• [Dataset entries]
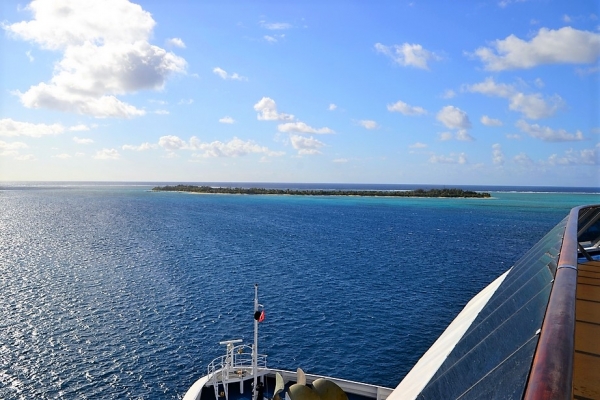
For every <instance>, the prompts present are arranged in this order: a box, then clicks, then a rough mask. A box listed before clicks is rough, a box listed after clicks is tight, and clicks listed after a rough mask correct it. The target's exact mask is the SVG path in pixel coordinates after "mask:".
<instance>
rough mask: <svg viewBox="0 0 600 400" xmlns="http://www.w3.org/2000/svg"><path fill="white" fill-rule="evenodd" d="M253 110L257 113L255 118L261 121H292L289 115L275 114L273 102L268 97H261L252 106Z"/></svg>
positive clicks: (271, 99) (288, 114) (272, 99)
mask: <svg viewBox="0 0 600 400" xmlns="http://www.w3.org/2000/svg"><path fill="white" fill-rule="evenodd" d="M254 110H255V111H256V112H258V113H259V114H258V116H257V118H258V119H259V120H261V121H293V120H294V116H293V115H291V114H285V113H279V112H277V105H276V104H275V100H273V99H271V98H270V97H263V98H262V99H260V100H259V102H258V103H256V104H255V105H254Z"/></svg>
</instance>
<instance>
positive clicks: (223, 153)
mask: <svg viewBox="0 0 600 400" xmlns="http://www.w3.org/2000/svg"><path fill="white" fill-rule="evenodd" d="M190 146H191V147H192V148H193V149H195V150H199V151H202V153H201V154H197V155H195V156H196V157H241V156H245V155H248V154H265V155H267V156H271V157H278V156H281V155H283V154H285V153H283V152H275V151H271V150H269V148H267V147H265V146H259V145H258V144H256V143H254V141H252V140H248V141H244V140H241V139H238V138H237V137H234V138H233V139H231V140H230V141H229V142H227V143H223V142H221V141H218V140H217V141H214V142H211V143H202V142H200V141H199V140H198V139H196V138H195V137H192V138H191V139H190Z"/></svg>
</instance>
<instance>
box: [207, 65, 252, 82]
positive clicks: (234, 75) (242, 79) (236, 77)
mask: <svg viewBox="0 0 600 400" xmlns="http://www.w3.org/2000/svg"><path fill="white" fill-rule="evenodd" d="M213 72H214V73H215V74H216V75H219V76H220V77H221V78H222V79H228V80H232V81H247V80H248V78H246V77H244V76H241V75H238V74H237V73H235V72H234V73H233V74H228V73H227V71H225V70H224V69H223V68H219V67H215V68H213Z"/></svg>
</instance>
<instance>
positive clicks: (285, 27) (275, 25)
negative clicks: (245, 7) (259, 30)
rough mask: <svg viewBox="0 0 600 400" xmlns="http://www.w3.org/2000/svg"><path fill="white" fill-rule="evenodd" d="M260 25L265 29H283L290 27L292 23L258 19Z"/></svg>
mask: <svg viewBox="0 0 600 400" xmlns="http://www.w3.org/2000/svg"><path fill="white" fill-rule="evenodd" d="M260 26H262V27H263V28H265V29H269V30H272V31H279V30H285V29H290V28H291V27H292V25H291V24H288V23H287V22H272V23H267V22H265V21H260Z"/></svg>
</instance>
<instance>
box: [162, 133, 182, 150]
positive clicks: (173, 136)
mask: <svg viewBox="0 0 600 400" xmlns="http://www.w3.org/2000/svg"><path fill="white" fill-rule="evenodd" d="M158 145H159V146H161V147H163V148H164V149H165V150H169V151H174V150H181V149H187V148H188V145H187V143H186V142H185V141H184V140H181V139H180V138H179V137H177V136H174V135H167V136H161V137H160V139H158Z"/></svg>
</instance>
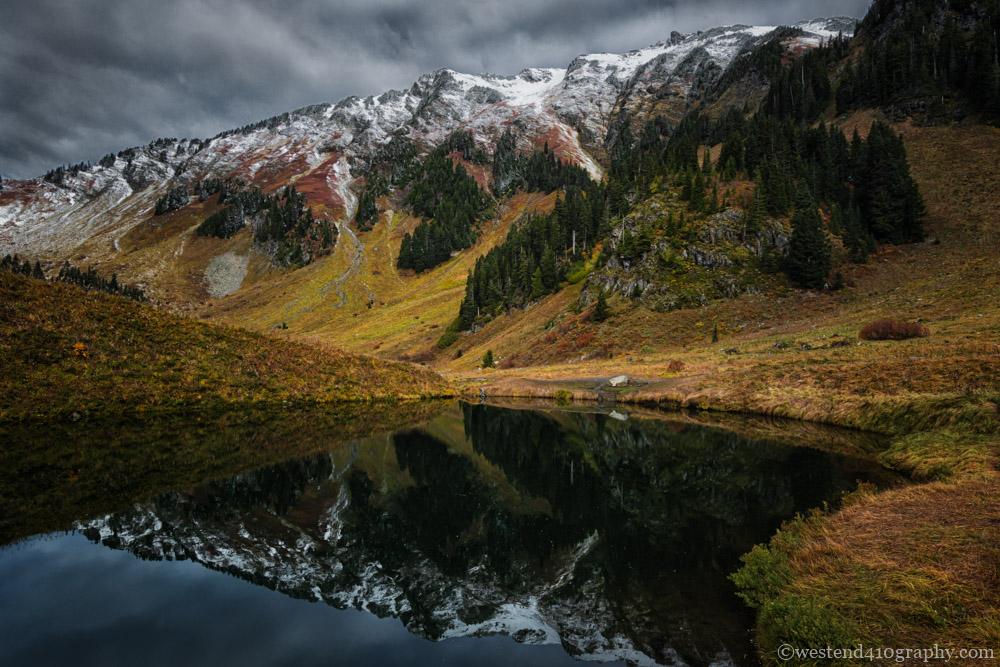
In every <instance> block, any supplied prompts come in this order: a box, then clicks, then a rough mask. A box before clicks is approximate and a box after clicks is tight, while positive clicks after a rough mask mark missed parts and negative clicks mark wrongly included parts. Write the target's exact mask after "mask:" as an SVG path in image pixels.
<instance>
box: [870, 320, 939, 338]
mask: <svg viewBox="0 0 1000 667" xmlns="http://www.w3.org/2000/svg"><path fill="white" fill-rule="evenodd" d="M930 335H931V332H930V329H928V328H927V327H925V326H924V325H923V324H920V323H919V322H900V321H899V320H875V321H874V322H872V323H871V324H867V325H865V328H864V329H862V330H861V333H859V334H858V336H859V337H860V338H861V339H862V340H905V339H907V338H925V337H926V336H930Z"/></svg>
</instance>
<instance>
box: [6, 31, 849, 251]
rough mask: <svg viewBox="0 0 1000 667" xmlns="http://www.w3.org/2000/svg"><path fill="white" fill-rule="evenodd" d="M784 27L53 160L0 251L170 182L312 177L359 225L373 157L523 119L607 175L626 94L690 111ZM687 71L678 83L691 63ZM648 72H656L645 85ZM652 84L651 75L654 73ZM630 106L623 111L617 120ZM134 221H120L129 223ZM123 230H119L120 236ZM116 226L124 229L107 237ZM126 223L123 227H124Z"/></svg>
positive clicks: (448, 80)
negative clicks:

• [About this exercise] Print the data exactly, from its first line to the line containing "110L257 113L255 118L261", both included. Omit the pictures.

• [Solved problem]
For every <instance>, the prompts present are arranged in this order: a box, then clicks, then a rough mask. A box listed before clicks is rough, a box listed after clicks is tight, and clicks listed after a rough mask correct it. The target's exact mask is the SVG path in pixel coordinates after "mask:".
<instance>
rough mask: <svg viewBox="0 0 600 400" xmlns="http://www.w3.org/2000/svg"><path fill="white" fill-rule="evenodd" d="M253 110L257 113L255 118L261 121H292L289 115L275 114L273 102L268 97H261L252 106Z"/></svg>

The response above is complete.